■ **SELECTED EXTRACT**
○ ○ ○ ○ ○

A Contentious Concept

Few political concepts have been subjected to more contentious interpretations than the term “secularism.” This is due not only to the long and complicated history of that concept,1 but also to the fact that for a period of more than a century positive or negative attitudes towards secularism used to mark the watershed between conflicting political and ideological camps in Western European societies. Whereas some associated the process of political secularization with civilizational progress and liberation from religious authoritarianism, others feared a general loss of traditional religious values in society or even the advent of an era of nihilism. During the German “Kulturkampf,” which peaked in the 1870s, the concept of secularism functioned as the “Shibboleth” between the fighting movements of liberal nationalism and political Catholicism, as Hermann Lübbe has pointed out. Similar ideological battles occurred in other European countries as well, most notably in France, a country which during the nineteenth century was heavily torn between the Catholic tradition and the anti-clerical heritage of parts of the French enlightenment.2
In the course of the twentieth century, the situation changed considerably as political secularism became more and more commonly accepted as an inherent part of the self-description and self-understanding of European political culture. It is meanwhile largely supported by mainstream Christian churches as well. And yet, it would be a mistake to assume that the concept of secularism has altogether lost its function as a marker of a particular political identity. What has in fact changed is that, instead of serving to distinguish ideological and political camps within Western European societies, secularism is now often invoked to define Western political culture as a whole. At times, this leads to placing the “secularized West” in a more or less irreconcilable antagonism to “non-Western” political cultures based on religious values and norms. For instance, in Samuel Huntington’s global political map, the secular state is located as an exclusive characteristic of what he calls “the Western civilization,” which thereby supposedly differs essentially from other civilizations, most notably Islam.3 Naturally, such a point of view—which, incidentally, is shared by quite a number of Muslim authors as well—has disturbing consequences for European Muslims, because it seems to preclude them from the very possibility of integrating into the cultural and political framework of European constitutions.
The purpose of this chapter is to form a non-polemical, “liberal” understanding of political secularism based on freedom of religion or belief. I will point out that secularism is indeed a significant component of a European liberal democratic political order. To preserve its liberal nature, however, political secularism must be clearly distinguished, first, from various secular “doctrines” and, second, from cultural essentialist claims of secularism being an exclusively “Occidental” (or Christian) achievement. Subsequently, I will give examples of an appreciation of political secularism from religious perspectives, including Islamic perspectives.

○ ○ ○ ○ ○

Entries from a dataset:
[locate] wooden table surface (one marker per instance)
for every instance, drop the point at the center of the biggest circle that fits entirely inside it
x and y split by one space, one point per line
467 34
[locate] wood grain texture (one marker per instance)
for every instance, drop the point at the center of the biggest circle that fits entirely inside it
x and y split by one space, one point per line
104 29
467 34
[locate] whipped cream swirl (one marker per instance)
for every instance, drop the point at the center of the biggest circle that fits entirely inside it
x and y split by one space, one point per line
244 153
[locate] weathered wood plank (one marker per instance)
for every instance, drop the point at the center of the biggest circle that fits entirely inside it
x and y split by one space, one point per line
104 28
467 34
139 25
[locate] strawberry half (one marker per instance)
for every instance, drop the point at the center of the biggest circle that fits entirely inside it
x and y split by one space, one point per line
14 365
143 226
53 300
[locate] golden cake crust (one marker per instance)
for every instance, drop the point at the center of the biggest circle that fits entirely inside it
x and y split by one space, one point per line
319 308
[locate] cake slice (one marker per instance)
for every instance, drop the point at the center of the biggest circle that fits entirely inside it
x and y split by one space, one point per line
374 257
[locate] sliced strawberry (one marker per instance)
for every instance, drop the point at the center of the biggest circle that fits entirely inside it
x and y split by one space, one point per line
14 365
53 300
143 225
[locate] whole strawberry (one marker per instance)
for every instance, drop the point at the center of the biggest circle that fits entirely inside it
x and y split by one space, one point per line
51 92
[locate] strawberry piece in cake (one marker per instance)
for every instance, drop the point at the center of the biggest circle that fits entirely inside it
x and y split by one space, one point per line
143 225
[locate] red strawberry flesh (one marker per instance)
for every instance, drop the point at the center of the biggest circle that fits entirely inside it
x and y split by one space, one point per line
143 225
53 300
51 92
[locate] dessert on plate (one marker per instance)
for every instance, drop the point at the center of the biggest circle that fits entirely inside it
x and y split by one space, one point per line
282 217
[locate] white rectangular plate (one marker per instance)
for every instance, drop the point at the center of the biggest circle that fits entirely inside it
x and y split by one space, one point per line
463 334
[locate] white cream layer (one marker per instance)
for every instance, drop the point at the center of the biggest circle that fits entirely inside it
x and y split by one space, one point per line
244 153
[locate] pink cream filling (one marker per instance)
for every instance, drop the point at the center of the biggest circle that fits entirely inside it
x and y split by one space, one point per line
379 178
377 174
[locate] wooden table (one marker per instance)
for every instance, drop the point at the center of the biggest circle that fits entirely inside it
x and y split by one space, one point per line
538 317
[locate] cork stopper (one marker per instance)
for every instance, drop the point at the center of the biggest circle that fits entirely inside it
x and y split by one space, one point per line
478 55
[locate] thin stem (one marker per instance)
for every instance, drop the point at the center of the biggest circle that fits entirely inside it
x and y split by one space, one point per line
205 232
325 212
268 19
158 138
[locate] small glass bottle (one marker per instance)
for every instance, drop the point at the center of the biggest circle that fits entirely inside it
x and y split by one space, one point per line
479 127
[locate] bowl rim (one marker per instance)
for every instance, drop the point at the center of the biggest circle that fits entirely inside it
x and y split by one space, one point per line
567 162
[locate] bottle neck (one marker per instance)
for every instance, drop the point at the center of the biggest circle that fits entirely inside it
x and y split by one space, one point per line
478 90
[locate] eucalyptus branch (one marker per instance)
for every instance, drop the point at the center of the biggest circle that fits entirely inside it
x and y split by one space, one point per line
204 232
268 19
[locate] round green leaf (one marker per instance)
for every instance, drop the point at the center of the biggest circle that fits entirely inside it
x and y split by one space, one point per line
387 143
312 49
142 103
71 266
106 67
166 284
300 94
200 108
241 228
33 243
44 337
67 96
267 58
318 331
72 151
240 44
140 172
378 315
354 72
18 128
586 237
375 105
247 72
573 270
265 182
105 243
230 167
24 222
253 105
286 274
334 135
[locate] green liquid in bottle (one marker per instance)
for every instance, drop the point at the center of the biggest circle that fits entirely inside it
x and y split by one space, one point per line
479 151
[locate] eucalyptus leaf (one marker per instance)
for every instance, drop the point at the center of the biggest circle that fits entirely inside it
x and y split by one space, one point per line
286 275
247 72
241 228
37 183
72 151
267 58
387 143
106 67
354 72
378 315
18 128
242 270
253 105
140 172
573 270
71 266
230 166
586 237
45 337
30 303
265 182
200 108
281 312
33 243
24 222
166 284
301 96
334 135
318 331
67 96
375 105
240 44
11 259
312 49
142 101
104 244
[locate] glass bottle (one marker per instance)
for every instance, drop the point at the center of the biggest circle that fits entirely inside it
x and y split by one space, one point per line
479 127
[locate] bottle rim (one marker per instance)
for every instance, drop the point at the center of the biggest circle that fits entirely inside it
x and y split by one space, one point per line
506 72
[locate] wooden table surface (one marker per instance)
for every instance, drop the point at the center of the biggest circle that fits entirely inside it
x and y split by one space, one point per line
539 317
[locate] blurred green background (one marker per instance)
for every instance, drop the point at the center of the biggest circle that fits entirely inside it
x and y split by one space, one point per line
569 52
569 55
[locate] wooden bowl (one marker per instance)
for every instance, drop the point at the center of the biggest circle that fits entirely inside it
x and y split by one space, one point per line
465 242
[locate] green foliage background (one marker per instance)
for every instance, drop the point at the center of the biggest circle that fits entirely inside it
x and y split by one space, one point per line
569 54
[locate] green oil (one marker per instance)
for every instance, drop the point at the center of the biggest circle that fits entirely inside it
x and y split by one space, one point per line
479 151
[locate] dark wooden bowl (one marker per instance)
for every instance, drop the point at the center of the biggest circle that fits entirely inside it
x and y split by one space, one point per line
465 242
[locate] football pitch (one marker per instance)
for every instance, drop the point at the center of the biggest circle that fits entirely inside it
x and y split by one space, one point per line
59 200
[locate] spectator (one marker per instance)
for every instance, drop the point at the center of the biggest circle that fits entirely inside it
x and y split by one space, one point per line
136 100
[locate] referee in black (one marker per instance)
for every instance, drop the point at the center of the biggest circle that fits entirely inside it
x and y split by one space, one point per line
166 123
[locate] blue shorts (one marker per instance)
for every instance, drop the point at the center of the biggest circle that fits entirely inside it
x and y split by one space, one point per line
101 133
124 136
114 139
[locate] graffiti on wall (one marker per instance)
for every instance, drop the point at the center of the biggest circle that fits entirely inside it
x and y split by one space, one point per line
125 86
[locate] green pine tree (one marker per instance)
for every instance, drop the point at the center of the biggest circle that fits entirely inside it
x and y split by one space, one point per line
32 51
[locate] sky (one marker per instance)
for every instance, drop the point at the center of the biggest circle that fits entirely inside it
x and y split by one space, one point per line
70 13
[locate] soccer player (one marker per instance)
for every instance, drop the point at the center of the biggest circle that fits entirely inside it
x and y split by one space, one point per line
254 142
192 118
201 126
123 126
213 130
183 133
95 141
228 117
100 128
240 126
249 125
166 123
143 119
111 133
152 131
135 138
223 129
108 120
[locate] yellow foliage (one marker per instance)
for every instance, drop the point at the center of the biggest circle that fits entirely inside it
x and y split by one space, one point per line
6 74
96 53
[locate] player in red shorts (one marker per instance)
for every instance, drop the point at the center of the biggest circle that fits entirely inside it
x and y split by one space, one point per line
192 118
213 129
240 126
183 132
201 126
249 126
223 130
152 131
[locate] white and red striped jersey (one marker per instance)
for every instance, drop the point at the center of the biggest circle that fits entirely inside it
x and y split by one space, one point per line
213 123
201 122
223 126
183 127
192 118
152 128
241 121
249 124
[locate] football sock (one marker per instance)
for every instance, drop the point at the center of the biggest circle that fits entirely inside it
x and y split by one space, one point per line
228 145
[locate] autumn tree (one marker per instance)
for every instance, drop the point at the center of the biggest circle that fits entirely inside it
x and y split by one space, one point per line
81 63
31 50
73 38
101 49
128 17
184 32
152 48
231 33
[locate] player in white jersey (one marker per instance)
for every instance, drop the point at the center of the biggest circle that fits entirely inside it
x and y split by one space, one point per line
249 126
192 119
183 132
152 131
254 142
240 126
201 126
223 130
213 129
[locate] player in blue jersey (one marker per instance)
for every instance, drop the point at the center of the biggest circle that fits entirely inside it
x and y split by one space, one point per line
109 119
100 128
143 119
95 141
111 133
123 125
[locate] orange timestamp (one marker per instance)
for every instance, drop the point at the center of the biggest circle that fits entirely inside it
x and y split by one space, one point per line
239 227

○ ○ ○ ○ ○

■ **THE PROBLEM**
In one to three sentences, explain why the text on secularism says that the view treating the secular state as exclusive to "the Western civilization" has disturbing consequences for European Muslims. The items were drawn from a different source than the text.

■ **REPLY**
The view locates the secular state as an exclusive characteristic of Western civilization, which supposedly differs essentially from Islam. That seems to preclude European Muslims from the very possibility of integrating into the cultural and political framework of European constitutions.